#### Passage to read
Checkpointing#
Checkpointing allows you to save and restore model states during training. Kithara supports saving checkpoints to local directories or Google Cloud Storage buckets.
Kithara checkpointing is fast β it uses Orbax to save checkpoints asynchronously and in a distributed manner.
Note
For efficiency, checkpoints are saved in a non-huggingface format. Use model.save_in_hf_format to save models in HuggingFace format.
Basic Usage#
During Training#
Provide the checkpointer arg to the Trainer class to save checkpoints during training.:
from Kithara import Checkpointer, Trainer
# Keeps the latest 5 checkpoints, saving one every 100 steps
checkpointer = Checkpointer("gs://...", save_interval_steps=100, max_to_keep=5)
trainer = Trainer(..., checkpointer=checkpointer)
trainer.train()
Restoring checkpoint after training::
# Initialize a random model
model = MaxTextModel.from_random(
model_name="gemma2-9b",
seq_len=4096,
per_device_batch_size=1,
precision="mixed_bfloat16",
)
# Restore from specific checkpoint
checkpointer = Checkpointer(
"gs://your_bucket/your_model_name/ckpt/20", # Step 20
model=model
)
checkpointer.load()
model.generate(...)
As Standalone Utility#
You can also use the Checkpointer as a standalone utility to save and load checkpoints outside of the Trainer class.
model = kithara.MaxTextModel.from_preset("hf://google/gemma2-2b")
# Attach the checkpointer to the model
checkpointer = Checkpointer("gs://...", model)
# Save checkpoint - checkpoints need to be numbered sequentially
checkpointer.save(0, blocking=True)
# Load latest checkpoint back to the model
checkpointer.load()
########
#### Data shown
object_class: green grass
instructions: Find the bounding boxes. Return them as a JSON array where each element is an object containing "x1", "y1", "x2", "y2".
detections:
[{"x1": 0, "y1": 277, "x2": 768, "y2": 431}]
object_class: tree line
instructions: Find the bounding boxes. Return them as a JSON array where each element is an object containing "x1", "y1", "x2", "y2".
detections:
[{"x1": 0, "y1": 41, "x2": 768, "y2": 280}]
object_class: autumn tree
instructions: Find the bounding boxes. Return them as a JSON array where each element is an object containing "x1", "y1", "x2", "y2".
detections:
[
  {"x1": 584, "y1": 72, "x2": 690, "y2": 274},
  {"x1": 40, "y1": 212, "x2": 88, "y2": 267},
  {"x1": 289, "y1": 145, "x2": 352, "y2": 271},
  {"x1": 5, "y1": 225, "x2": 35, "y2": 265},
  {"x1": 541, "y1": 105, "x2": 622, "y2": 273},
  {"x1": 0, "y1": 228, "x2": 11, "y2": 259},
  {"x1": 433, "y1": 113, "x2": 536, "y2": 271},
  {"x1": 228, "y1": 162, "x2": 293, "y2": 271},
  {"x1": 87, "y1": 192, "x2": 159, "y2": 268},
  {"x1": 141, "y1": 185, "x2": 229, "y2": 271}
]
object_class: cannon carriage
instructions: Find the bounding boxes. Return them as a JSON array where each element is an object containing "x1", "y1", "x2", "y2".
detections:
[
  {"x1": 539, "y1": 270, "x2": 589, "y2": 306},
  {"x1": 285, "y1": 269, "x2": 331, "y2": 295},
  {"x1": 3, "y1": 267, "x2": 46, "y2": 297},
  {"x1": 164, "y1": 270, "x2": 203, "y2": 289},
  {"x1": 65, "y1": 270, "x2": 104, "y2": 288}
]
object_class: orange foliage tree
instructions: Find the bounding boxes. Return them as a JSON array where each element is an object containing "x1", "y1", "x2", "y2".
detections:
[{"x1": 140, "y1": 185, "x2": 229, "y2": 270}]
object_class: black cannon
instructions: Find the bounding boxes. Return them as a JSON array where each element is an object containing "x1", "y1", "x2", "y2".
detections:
########
#### Data shown
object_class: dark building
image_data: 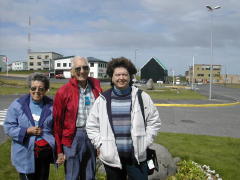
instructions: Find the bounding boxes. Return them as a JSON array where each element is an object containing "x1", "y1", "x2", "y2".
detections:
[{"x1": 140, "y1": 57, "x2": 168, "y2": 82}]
########
#### Data shown
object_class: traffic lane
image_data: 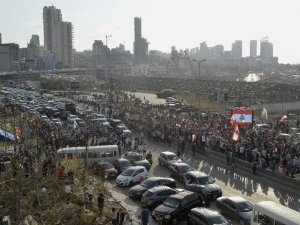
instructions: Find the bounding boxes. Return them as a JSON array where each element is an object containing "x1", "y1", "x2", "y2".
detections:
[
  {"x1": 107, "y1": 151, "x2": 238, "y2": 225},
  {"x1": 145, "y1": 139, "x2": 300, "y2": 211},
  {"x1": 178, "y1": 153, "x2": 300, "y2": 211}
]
########
• Exercise goal:
According to the checkpointing page, what does Kithara use to save checkpoints asynchronously and in a distributed manner?

• Finished exercise:
Orbax